■ DIRECTIONS FOR THIS TASK:
Take every record and write it out again exactly, with no images included.

■ RAW DATA:
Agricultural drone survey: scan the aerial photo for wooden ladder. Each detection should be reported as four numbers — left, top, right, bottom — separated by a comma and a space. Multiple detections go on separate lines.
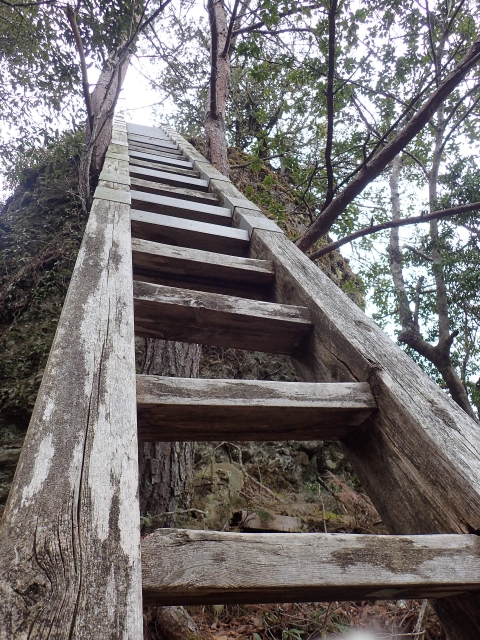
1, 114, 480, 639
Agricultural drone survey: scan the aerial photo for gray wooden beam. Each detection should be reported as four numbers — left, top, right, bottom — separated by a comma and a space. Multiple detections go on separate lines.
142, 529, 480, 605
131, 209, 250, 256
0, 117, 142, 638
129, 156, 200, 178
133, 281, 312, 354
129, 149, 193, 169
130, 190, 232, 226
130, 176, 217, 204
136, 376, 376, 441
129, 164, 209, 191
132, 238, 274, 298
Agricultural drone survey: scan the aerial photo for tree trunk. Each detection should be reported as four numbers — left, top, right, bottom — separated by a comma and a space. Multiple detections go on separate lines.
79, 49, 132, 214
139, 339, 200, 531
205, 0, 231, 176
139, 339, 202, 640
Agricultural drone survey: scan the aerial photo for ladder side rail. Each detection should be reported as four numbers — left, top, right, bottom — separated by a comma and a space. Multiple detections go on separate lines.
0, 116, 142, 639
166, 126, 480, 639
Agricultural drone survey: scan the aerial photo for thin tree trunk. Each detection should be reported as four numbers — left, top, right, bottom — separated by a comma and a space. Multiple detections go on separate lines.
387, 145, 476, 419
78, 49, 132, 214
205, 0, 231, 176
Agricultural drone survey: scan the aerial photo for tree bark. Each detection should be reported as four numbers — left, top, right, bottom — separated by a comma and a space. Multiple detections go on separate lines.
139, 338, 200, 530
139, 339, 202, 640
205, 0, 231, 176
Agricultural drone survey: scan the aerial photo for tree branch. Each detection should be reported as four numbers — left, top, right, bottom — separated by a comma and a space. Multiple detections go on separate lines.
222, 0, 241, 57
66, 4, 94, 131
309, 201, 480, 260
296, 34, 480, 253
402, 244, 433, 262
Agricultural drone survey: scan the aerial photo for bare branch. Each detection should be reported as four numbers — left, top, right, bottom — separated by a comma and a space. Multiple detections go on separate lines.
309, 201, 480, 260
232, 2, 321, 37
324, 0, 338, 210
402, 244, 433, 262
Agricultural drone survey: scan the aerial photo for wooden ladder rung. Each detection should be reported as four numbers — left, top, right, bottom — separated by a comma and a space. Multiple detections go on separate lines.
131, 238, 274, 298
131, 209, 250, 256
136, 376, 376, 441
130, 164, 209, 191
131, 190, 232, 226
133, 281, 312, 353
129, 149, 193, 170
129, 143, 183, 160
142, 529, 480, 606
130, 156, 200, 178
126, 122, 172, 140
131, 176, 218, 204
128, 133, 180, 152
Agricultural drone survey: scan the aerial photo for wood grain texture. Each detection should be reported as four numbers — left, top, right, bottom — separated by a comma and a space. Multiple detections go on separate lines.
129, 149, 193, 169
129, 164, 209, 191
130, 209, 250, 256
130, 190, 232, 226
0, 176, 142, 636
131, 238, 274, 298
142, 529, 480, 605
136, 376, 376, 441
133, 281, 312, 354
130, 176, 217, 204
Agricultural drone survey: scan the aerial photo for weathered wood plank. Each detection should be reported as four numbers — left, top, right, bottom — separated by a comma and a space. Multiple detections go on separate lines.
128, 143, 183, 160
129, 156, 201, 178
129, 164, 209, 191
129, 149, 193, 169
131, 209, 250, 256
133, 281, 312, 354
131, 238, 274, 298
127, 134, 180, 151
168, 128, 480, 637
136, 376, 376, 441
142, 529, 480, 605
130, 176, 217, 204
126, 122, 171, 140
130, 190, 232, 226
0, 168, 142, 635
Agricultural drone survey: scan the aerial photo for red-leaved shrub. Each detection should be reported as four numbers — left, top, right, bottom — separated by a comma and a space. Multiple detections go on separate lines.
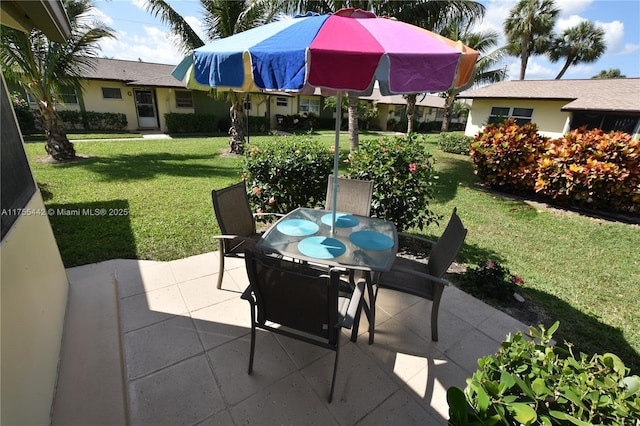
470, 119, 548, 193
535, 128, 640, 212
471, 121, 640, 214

■ RESULT OF THE TASK:
Agricultural drone survey: scan the aerial photo for wooden ladder. Each detection should be reported as four numbers — left, top, right, bottom — separated by a comma and a space. Multiple detections go on separate lines.
1, 114, 480, 639
Agricultural drone survey: scan the aerial photo for gray wooden beam. Each detection should be reported as four numbers — left, top, right, bottom — separated by a comma and a space. Multiple detections go on separate lines.
142, 529, 480, 605
131, 209, 250, 256
0, 117, 142, 638
129, 156, 200, 178
133, 281, 312, 354
129, 149, 193, 169
130, 190, 232, 226
130, 176, 217, 204
136, 376, 376, 441
129, 164, 209, 191
132, 238, 274, 298
Agricultural drone survey: scan the aerial photo for tree trunk. Each detection should be reported as four numbers — left, top, right, bottom — separated by a comma and a space. Multiple detections go on separate lines.
79, 49, 132, 214
139, 339, 200, 531
205, 0, 231, 176
139, 339, 202, 640
Agricultural drone survey: scan the aerial photo for ladder side rail. Each detection should be reported as four numbers — left, top, right, bottom — separated by a comma and a space. Multiple detections go on separate lines.
0, 116, 142, 639
166, 126, 480, 639
Agricultural drone survey: scan the aerial photo for thin tree trunk. Each detection should be reported as four numbers — left, top, right, bottom — separated by a comma and a space. Multiple detections go on separate lines.
387, 145, 476, 419
78, 49, 132, 214
205, 0, 231, 176
Agricultural drone survey: scan the aerial photo for tree bark. Each detection should be reported as four numbers — left, top, right, bottom — separated by a comma and a space. Multiple detections go on separate lines.
139, 338, 200, 530
139, 339, 202, 640
205, 0, 231, 176
Agricultural drone survey: scan the aerial photo for tree branch. Each detection should be reported as four numbers — left, top, right, bottom — separated by a comma and a space. Multiple detections go on separate lines.
222, 0, 241, 57
66, 4, 94, 131
309, 201, 480, 260
296, 34, 480, 253
402, 244, 433, 262
Agricultural drone survey: scan the aerial photo for bare branch. Each detection should be reported as four numbers — left, top, right, bottom — separated by a comma and a space. Multiple detections go on separate lines.
309, 201, 480, 260
232, 2, 321, 37
324, 0, 338, 210
402, 244, 433, 262
Agricultural drone survey: scan the aerial photo for wooden ladder rung. Each detection should be reported as four numbers — left, top, right, bottom — separated by a comma and a space. Multiple detections go on separate lines.
131, 238, 274, 298
131, 209, 250, 256
136, 376, 376, 441
130, 164, 209, 191
131, 190, 232, 226
133, 281, 312, 353
129, 149, 193, 170
129, 143, 183, 160
142, 529, 480, 606
130, 156, 200, 178
126, 122, 172, 140
131, 176, 218, 204
128, 133, 180, 152
Agricultural drone survey: scan the aerial photo for wood grain texture. Each detection should be reported as four numbers — left, top, right, bottom — separated by a comma and a space. Multiple detections go on separate lines.
129, 149, 193, 169
129, 164, 209, 191
130, 209, 250, 256
130, 190, 232, 226
0, 176, 142, 636
131, 238, 274, 298
142, 529, 480, 605
136, 376, 376, 441
133, 281, 312, 354
130, 176, 217, 204
Agricultural drone survey: scan the aerial photo for weathered wood plank. Each detection should be reported as four numbers — left, top, right, bottom — separated by a comma and a space. Multiple detections go on separate lines.
128, 143, 183, 160
129, 156, 201, 178
129, 164, 209, 191
129, 149, 193, 169
131, 209, 250, 256
133, 281, 312, 354
131, 238, 274, 298
127, 134, 180, 151
168, 128, 480, 637
136, 376, 376, 441
142, 529, 480, 605
130, 176, 217, 204
126, 122, 171, 140
130, 190, 232, 226
0, 168, 142, 635
Agricultural drone survey: scan the aerial photo for red-leaved shrub. Each detection should be reported as four numbers — left, top, right, bottom — separated by a comma and a space. Multiple detections go on separate lines.
470, 119, 548, 193
535, 128, 640, 212
471, 121, 640, 214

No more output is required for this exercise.